AIM:
Rewrite the rows below, replacing "pixel coordinates" with "image coordinates" and leaving everything else as it is.

MATERIAL FOR THE TASK:
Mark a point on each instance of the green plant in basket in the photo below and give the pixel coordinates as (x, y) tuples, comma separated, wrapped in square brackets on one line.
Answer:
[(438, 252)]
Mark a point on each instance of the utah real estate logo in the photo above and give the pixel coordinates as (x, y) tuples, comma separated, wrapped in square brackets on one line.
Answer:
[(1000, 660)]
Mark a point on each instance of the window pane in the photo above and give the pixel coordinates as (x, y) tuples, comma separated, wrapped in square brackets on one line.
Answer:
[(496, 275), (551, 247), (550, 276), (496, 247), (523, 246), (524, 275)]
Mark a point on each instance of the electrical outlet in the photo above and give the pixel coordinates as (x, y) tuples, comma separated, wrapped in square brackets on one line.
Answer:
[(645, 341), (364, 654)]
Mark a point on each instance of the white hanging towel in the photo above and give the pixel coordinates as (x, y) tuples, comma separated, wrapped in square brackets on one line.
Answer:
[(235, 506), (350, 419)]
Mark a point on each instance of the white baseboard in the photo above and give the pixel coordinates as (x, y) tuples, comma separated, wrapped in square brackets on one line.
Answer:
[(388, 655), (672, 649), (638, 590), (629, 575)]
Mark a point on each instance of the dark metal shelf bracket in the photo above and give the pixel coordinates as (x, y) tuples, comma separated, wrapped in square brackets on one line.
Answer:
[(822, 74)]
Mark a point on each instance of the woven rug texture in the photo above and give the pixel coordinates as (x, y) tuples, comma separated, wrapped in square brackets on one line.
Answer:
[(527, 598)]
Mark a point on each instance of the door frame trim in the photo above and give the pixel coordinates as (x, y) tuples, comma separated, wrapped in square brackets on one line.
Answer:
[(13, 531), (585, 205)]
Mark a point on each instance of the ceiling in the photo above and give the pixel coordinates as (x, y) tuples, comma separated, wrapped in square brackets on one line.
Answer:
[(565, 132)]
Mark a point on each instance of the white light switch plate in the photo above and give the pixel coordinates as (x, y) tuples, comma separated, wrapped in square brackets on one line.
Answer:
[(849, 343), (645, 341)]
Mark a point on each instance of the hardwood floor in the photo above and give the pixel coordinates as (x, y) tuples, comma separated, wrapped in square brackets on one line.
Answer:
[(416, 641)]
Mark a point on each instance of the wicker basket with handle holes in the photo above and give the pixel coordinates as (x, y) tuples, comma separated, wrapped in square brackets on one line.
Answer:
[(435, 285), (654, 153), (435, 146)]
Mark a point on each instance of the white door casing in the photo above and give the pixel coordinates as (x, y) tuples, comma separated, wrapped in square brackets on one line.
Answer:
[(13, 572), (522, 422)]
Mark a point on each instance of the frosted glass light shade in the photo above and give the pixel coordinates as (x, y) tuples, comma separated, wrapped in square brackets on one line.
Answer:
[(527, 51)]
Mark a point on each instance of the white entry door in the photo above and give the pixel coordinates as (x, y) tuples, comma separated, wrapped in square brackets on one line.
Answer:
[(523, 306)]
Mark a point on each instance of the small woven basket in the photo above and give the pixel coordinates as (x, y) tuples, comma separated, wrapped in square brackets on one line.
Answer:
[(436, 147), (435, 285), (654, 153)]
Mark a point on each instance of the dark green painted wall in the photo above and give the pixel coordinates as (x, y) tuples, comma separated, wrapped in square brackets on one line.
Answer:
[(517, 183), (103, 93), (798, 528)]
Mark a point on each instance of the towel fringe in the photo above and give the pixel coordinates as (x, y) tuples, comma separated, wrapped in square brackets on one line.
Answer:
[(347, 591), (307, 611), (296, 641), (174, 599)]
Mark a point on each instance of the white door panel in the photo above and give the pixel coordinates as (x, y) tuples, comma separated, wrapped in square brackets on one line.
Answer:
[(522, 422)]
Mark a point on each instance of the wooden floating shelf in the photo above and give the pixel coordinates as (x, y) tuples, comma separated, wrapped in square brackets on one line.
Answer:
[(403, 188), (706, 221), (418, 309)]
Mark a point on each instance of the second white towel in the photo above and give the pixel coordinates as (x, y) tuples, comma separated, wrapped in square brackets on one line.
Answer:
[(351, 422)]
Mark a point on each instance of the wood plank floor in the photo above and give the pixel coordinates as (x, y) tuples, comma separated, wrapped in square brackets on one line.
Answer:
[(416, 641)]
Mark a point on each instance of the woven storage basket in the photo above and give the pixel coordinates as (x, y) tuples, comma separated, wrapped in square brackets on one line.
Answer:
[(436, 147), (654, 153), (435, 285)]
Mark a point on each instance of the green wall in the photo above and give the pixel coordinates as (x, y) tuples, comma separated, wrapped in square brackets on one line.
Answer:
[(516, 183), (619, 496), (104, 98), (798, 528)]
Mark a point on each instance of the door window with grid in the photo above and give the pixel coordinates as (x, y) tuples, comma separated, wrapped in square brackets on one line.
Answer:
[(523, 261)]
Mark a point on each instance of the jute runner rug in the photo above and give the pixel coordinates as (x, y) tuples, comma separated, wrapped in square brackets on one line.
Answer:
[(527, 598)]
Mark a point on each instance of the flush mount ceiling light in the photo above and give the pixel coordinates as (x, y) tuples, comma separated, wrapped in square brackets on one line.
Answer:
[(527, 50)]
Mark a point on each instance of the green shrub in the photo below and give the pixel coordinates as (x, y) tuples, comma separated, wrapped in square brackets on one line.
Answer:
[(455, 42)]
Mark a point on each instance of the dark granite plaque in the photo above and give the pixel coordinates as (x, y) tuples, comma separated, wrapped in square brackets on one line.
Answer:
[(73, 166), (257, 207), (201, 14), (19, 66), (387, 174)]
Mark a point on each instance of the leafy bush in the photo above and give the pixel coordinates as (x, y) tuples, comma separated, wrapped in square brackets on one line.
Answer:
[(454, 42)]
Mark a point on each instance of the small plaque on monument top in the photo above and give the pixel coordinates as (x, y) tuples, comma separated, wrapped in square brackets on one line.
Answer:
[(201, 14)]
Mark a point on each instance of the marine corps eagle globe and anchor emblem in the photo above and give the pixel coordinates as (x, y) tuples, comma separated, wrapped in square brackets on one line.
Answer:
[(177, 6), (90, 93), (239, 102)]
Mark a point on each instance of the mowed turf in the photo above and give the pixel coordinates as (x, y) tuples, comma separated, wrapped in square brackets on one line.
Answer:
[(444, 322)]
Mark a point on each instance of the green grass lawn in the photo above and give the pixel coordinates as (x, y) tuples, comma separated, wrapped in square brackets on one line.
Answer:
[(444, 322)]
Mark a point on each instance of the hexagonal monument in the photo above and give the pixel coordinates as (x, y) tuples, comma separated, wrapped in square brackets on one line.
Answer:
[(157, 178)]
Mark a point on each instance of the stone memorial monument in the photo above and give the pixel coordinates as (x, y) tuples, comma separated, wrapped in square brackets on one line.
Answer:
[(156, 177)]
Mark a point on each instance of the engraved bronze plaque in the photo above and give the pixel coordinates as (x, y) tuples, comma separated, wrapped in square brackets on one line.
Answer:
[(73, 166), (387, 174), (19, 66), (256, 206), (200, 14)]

SOLUTION FOR THIS EXERCISE:
Mark a point on each instance of the green plant in basket in the photo below and give the image coordinates as (x, y) tuples, comma separated, wrapped in square brackets on one line.
Answer:
[(438, 252)]
Mark a point on each instance of the utah real estate logo in the photo above and give the image coordinates as (x, y) tuples, comma separated, wrapped in square brackets on one line.
Answer:
[(1000, 660)]
Mark a point on each instance of the window pane in the photo above and give the image coordinates as (x, y) tuples, comma separated, wrapped in square brackets on one line.
Answer:
[(496, 275), (551, 247), (550, 276), (496, 247), (523, 246), (524, 275)]
Mark a point on each instance of the electrical outlet in the photo above and give the image coordinates as (x, y) tuples, comma separated, wrapped in square brackets on one line.
Answer:
[(645, 341), (364, 654)]
Mark a point on each instance of the white hanging towel in the photo above and give the image coordinates as (x, y) tuples, comma separated, wrapped in square brackets on one line.
Answer:
[(235, 506), (350, 419)]
Mark a point on each instance of the white baseboard in the photo above and give the image coordinates as (x, y) tuples, comma separated, wrapped in square brackets on one line.
Answer:
[(388, 655), (672, 649), (638, 590), (629, 575)]
Mark a point on each instance of the dark metal shelf bracket in the photo above and give the image coordinates as (x, y) tuples, comma separated, wrapped in square brackets on one line.
Answer:
[(822, 74)]
Mark a point on each instance of the woven rug texture in the photo above and give the image coordinates as (x, y) tuples, comma separated, wrapped in square brackets on one line.
Answer:
[(527, 598)]
Mark a point on each instance of the door frame trim in the photo above and give the image coordinates as (x, y) tuples, comma separated, wrapped in square brackets on one line.
Answer:
[(13, 531), (585, 205)]
Mark a point on each instance of the ceiling in the photo above and give the image coordinates as (x, y) tuples, comma separated, wrapped in square brackets on one line.
Answer:
[(565, 132)]
Mark a point on each instance of the white light switch plate in the photo above and give the image coordinates as (x, y) tuples, comma separated, wrapped in square brackets on one line.
Answer:
[(849, 343), (645, 341)]
Mark a point on each instance of the hardwood floor in the photo above and give the image coordinates as (x, y) tuples, comma separated, wrapped in square brackets on one line.
Answer:
[(416, 641)]
Mark a point on each instance of the wicker basket with handle holes in the photo above and give the image coordinates as (x, y) tuples, comma separated, wrapped in square brackets on one line.
Answer:
[(435, 285), (654, 153), (435, 146)]
Mark a point on each instance of the white door casing in the photo above and give the image coordinates as (x, y) tuples, comma separated, wrapped in square brackets on one line.
Answer:
[(13, 572), (522, 422)]
Mark a point on each instance of the frosted glass light shade in the photo above and give the image coordinates as (x, y) tuples, comma separated, wrapped in square brackets on one line.
Answer:
[(527, 51)]
Mark a point on each instance of the white entry door in the photo above and give the image coordinates as (x, y) tuples, comma separated, wrapped in square brackets on one line.
Answer:
[(523, 306)]
Mark a point on each instance of the small woven basket in the photo above and give the image coordinates as (x, y) tuples, comma separated, wrapped in square brackets on one line.
Answer:
[(436, 147), (435, 285), (654, 153)]
Mark a point on each instance of the dark green painted wall in the photo above and give the image coordinates as (x, y) tuples, comma separated, wrapped in square brackets on one line.
Answer:
[(517, 183), (103, 93), (798, 528)]
Mark a point on each instance of the towel fringe in the photo above and give the image coordinates as (x, y) tuples, comma separated, wrapped in square brackets on one line.
Answer:
[(347, 591), (307, 611), (296, 641), (174, 599)]
Mark a point on each instance of the white door panel in the photo above and give the image coordinates as (x, y) tuples, comma separated, wrapped in square brackets on one line.
Answer:
[(522, 422)]
Mark a point on each instance of the wooden floating shelf in the photo above and give the image coordinates as (x, y) tuples, comma separated, wrapped in square brackets on one line.
Answer:
[(403, 188), (706, 221), (418, 309)]
Mark a point on each instance of the second white towel in the photo above and give the image coordinates as (x, y) tuples, comma separated, wrapped in square brackets on one line.
Answer:
[(351, 422)]
Mark a point on each instance of the wood plank floor in the photo above and give the image coordinates as (x, y) tuples, comma separated, wrapped in square brackets on one line.
Answer:
[(416, 641)]
Mark a point on each instance of the woven storage basket in the photo above and give the image coordinates as (x, y) tuples, comma separated, wrapped in square brackets on one line.
Answer:
[(436, 147), (654, 153), (435, 285)]
Mark a point on each instance of the green wall in the photo above and give the image coordinates as (x, y) tuples, comma separated, wrapped in square brackets on one line.
Answer:
[(516, 183), (619, 496), (104, 98), (798, 528)]
Mark a point on each instance of the door window with grid in the photo above and give the image coordinates as (x, y) tuples, comma separated, wrapped in square brackets on one line.
Answer:
[(523, 261)]
Mark a point on each instance of the jute runner rug in the photo above and give the image coordinates as (x, y) tuples, comma separated, wrapped in square brackets on one line.
Answer:
[(527, 598)]
Mark a point on each instance of the flush mount ceiling light in the photo above and give the image coordinates as (x, y) tuples, comma separated, wrapped in square brackets on one line.
Answer:
[(527, 50)]
Mark a point on each instance of the green shrub in the photo below and give the image coordinates as (x, y) tuples, comma separated, wrapped in square brackets on one line.
Answer:
[(455, 42)]
Mark a point on each instance of the dark granite plaque in the photo above and give the image coordinates as (x, y) tuples, comma separated, wrapped in square brackets on one line.
Answer:
[(73, 166), (257, 207), (201, 14), (19, 66), (387, 174)]
Mark a point on each instance of the leafy bush in the photo above and give the image coordinates as (x, y) tuples, comma separated, wrapped in square brackets on one line.
Answer:
[(454, 42)]
Mark a point on each instance of the small plaque on monument top in the photo above and give the image coordinates as (x, y) tuples, comma separated, wrapped in square brackets on one line.
Answer:
[(201, 14)]
Mark a point on each instance of the marine corps eagle globe and anchor emblem in the photo above and give the image coordinates as (x, y) tuples, comma separated, wrapped in square brackets on one line.
Answer:
[(177, 6), (90, 93), (239, 102)]
Mark a point on each instance of the mowed turf in the photo above and give the image coordinates as (x, y) tuples, comma separated, wrapped in square brackets on one line.
Answer:
[(444, 322)]
Mark a point on each instance of the green grass lawn in the photo above and give the image coordinates as (x, y) tuples, comma separated, wrapped in square brackets on one line.
Answer:
[(444, 322)]
Mark a point on each instance of the hexagonal monument in the photo above and give the image coordinates as (x, y) tuples, comma separated, wrapped in square brackets on one line.
Answer:
[(157, 178)]
Mark a point on each instance of the stone memorial monument in the photo above and give the image coordinates as (x, y) tuples, comma separated, wrapped in square brackets on one line.
Answer:
[(156, 177)]
Mark a point on each instance of the engraved bronze plaque in the photo above and give the image coordinates as (x, y) tuples, comma separated, wrapped in square brackets on one line.
Answer:
[(73, 166), (387, 174), (19, 66), (256, 206), (200, 14)]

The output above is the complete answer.